##### Raw data

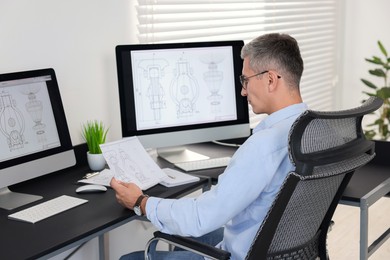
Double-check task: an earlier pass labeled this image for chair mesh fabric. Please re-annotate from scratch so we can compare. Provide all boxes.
[267,115,372,254]
[146,98,381,260]
[301,117,357,154]
[311,153,373,176]
[246,100,379,259]
[267,173,345,253]
[250,153,374,258]
[267,232,320,260]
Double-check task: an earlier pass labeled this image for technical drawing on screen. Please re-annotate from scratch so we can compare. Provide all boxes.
[0,68,75,210]
[116,41,250,164]
[0,76,60,159]
[132,46,237,128]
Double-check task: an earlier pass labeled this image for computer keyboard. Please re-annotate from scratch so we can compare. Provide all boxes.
[174,157,231,172]
[8,195,88,223]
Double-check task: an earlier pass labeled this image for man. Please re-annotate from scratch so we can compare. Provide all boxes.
[111,33,307,260]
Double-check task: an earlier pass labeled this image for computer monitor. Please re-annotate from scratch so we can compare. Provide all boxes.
[0,68,76,210]
[116,40,250,163]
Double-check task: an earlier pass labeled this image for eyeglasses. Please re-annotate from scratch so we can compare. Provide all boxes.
[239,70,281,90]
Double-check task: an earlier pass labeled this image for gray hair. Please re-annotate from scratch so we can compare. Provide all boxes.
[241,33,304,88]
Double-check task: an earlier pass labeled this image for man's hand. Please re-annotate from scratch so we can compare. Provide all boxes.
[110,177,143,210]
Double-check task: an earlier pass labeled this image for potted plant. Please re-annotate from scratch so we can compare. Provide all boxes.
[82,120,109,171]
[361,40,390,140]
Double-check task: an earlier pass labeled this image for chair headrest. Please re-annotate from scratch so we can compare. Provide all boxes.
[288,97,382,176]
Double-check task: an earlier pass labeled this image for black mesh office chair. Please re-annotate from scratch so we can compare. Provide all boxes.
[144,97,383,260]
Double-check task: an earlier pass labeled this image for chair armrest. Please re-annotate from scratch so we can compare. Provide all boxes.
[152,231,231,260]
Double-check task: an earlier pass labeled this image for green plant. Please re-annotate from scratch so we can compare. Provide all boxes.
[81,120,109,154]
[361,41,390,140]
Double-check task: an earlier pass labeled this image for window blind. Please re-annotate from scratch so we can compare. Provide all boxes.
[135,0,339,127]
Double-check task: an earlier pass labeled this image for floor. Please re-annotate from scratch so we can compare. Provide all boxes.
[327,196,390,259]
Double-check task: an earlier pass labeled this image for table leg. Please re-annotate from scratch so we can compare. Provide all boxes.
[99,234,105,260]
[359,177,390,259]
[360,201,369,260]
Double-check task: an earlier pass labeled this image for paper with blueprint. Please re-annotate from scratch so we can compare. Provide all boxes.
[99,136,166,190]
[99,137,199,190]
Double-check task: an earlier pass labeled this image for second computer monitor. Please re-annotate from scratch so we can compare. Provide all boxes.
[116,40,250,163]
[0,68,76,210]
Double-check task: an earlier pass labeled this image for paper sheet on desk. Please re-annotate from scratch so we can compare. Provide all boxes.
[78,169,114,186]
[80,137,200,189]
[160,168,200,187]
[78,168,200,188]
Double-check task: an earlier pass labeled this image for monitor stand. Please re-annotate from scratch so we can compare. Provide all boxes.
[157,146,210,164]
[0,187,42,210]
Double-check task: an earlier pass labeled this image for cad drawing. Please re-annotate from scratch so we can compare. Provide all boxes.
[170,56,200,118]
[119,148,150,183]
[104,150,128,182]
[200,53,225,113]
[0,90,25,151]
[104,148,150,184]
[138,57,169,121]
[20,85,47,143]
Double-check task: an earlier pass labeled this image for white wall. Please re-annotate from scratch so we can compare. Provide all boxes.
[2,0,387,146]
[0,0,135,145]
[0,1,150,259]
[340,0,390,110]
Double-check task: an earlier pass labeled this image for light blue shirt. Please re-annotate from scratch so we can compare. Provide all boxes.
[146,103,308,260]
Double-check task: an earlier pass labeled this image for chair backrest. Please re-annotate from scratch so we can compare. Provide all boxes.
[245,97,383,260]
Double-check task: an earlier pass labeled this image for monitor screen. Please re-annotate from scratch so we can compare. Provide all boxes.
[0,68,76,210]
[116,41,250,163]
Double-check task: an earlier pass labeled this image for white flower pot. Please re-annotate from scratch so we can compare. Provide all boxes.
[87,152,106,171]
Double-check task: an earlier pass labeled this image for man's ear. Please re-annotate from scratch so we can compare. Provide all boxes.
[267,71,279,92]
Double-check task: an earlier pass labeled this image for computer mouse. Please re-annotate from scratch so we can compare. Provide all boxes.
[76,184,107,194]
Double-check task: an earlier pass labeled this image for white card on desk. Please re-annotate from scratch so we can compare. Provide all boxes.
[160,168,200,187]
[78,169,114,187]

##########

» Problem requirements
Please transcribe every entry above exactly, leaving out any pictures.

» Task result
Double-check task: an earlier pass labeled this image for chair mesh fabric. Please re-annotate from scratch so we can compare. Provide all boxes.
[267,115,372,254]
[146,98,381,260]
[301,117,357,154]
[311,153,373,176]
[246,100,379,259]
[267,173,345,253]
[250,153,374,258]
[267,232,320,260]
Double-check task: an earlier pass labeled this image for technical drawing on screen. Please re-annotate from scratch so we can compare. Provide all boxes.
[0,68,75,210]
[116,41,250,164]
[0,76,60,159]
[132,46,237,128]
Double-check task: an earlier pass labeled this image for computer keyboard. Please re-annotate from scratch so we can compare. Provide all boxes.
[174,157,231,172]
[8,195,88,223]
Double-check task: an earlier pass labeled this image for man. Please re-annotate from scratch so we can compare. Provide all boxes.
[111,33,307,260]
Double-check task: an earlier pass labeled this image for computer monitor. Please re-annotate from scratch so we can compare. Provide all boxes.
[0,68,76,210]
[116,40,250,163]
Double-check task: an earlier pass labeled this image for eyeglasses. Please re-annotate from scratch so we can compare. Provide all boxes.
[239,70,281,90]
Double-check task: an earlier pass labeled this image for gray hair. Please re-annotate from scratch so we can compare. Provide all boxes.
[241,33,304,88]
Double-check task: an earlier pass labeled this image for man's hand. Please re-annotate from scratch so we can compare. Provide all boxes.
[110,177,143,210]
Double-check task: an earlier pass labeled this image for potted plant. Please re-annotate from scratch so we can compare. Provide all boxes.
[82,120,109,171]
[361,40,390,140]
Double-check task: an earlier pass labeled this image for chair headrest. Please re-annotate from scratch so we can compare. Provide all boxes.
[288,97,382,176]
Double-check task: an earlier pass labeled this image for black mesh office chair. Please re-annotate from scratch so we can compare. Provide all boxes.
[144,97,383,260]
Double-check task: an earlier pass labeled this image for chair armrest. Please re-annotate from scratch so we can compare. Provide all boxes.
[152,231,231,260]
Double-check task: an earlier pass labeled this image for green plant. Please re-annotate from scratch so we can compare. Provide all boxes.
[81,120,109,154]
[361,41,390,140]
Double-check task: an earlier pass labeled this image for window blind. Please re-annotate from scratch so we can compare. Provide all boxes.
[135,0,339,127]
Double-check task: an earlier pass labeled this image for floor. Please re-annotate from scratch so we can compare. Provide all boxes.
[327,196,390,259]
Double-check task: an earlier pass labeled this image for table leg. Please re-annotate from scratch so we can compare. Provide all boxes.
[99,234,105,260]
[359,177,390,259]
[360,201,369,260]
Double-check task: an earlier pass labeled this image for paper with blueprint. Please re-annotate from scratch so we can compare. Provide all boxes.
[99,136,166,190]
[99,137,199,190]
Double-check task: an earlier pass labeled this image for second computer monitor. Please re-annotate from scratch so we can compare. Provide all boxes.
[116,40,250,163]
[0,68,76,210]
Double-check task: an earlier pass labeled this image for paper sheet on desk. Please re-annotate from scratch so we can compare. Provide all boxes.
[78,169,114,186]
[80,137,200,189]
[160,168,200,187]
[78,168,200,188]
Double-check task: an earlier pass labeled this image for monitor stand. Please re-annotate from scratch so we can compare. Provide all boxes.
[157,146,210,164]
[0,187,42,210]
Double-check task: an earlier pass labeled this image for cad drawing. Please re-annotate from scratch so we can compare. Provide all boxes.
[170,56,200,118]
[119,148,150,183]
[104,150,128,182]
[200,53,225,113]
[0,90,25,151]
[104,148,150,184]
[138,57,169,121]
[20,85,47,143]
Double-check task: an earlier pass labeled this image for white wall. Please re-annotate from scratch so we can compare. Provide all boxes.
[2,0,387,146]
[0,0,135,145]
[0,1,150,259]
[340,0,390,110]
Double-check task: an earlier pass labeled this image for light blue shirt. Please re-annotate from scratch so we can compare. Provide all boxes.
[146,103,308,260]
Double-check task: an earlier pass labeled this image for chair backrest. Please re-annotate from scratch so we can compare. Provide all boxes.
[245,97,383,260]
Double-check task: an earlier pass labeled this image for monitor screen. Please re-annotate from scratch so we can compare. Provide all boxes.
[0,68,76,210]
[116,41,250,163]
Double-check task: an earlier pass labeled this image for white flower pot. Please re-annotate from scratch so we can compare. Provide all boxes.
[87,152,106,171]
Double-check task: an earlier pass labeled this image for man's ear. Please re-annotate from scratch so we can compare. Provide all boxes.
[267,71,279,92]
Double-check task: an earlier pass labeled this image for computer mouse. Please re-annotate from scratch so we can compare. Provide all boxes.
[76,184,107,194]
Double-check task: an earlier pass labeled this image for white card on desk. Please re-annotate from scratch so we can compare. Provide all boxes.
[160,168,200,187]
[78,169,114,187]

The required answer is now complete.